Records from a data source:
------------------------------------------------

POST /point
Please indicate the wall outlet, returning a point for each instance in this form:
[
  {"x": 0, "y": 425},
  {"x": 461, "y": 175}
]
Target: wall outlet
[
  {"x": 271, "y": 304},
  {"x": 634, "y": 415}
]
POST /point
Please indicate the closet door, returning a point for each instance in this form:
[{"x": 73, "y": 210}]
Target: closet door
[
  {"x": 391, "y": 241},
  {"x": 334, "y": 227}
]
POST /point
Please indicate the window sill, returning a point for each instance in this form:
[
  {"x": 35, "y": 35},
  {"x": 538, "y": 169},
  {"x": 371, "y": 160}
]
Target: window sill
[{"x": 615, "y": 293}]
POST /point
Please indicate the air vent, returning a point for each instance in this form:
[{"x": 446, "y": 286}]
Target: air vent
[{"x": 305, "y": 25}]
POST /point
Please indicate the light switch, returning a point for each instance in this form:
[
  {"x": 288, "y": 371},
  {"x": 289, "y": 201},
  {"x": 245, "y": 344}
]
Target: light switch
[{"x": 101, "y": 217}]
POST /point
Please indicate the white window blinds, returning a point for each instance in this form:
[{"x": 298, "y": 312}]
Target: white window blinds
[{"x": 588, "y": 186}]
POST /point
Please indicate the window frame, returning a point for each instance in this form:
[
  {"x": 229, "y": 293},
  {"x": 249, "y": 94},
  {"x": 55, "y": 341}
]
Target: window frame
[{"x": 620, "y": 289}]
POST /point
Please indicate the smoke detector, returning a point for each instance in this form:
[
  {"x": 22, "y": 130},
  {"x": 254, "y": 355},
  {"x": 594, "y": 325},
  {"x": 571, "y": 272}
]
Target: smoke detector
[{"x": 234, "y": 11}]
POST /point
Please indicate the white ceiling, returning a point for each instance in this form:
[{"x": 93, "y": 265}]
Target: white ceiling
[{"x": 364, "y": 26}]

------------------------------------------------

Output every line above without altering anything.

POST /point
Please indicate the wall outlet, returning a point for each instance in this form:
[
  {"x": 0, "y": 425},
  {"x": 461, "y": 175}
]
Target: wall outlet
[
  {"x": 271, "y": 304},
  {"x": 634, "y": 415}
]
POST /point
Please indicate the closet door, returning a point for each instance in this form:
[{"x": 73, "y": 210}]
Target: closet door
[
  {"x": 391, "y": 241},
  {"x": 334, "y": 227}
]
POST /point
Please indicate the window sill, returning a point for each instance in this form:
[
  {"x": 35, "y": 35},
  {"x": 538, "y": 169},
  {"x": 371, "y": 160}
]
Target: window sill
[{"x": 615, "y": 293}]
POST /point
Please indicate the air vent, returning a point for each instance in this form:
[{"x": 446, "y": 286}]
Target: air vent
[{"x": 305, "y": 25}]
POST /point
Please indicate the light switch, returning a point for each instance in this form:
[
  {"x": 288, "y": 371},
  {"x": 289, "y": 201},
  {"x": 245, "y": 344}
]
Target: light switch
[{"x": 101, "y": 217}]
POST /point
Please indicate the white window blinds, returning a point for each instance in this form:
[{"x": 298, "y": 312}]
Target: white window blinds
[{"x": 588, "y": 186}]
POST /point
Please indicate the window frame, returning a point for each instance in this form:
[
  {"x": 229, "y": 293},
  {"x": 249, "y": 94},
  {"x": 55, "y": 341}
]
Target: window frame
[{"x": 620, "y": 289}]
POST /point
Please indicate the smoke detector, returning a point for each instance in this form:
[
  {"x": 22, "y": 130},
  {"x": 254, "y": 355},
  {"x": 594, "y": 325},
  {"x": 571, "y": 272}
]
Target: smoke detector
[{"x": 234, "y": 11}]
POST /point
Please indicate the white ceiling, returning a point for each instance in this form:
[{"x": 93, "y": 265}]
Target: white ceiling
[{"x": 364, "y": 26}]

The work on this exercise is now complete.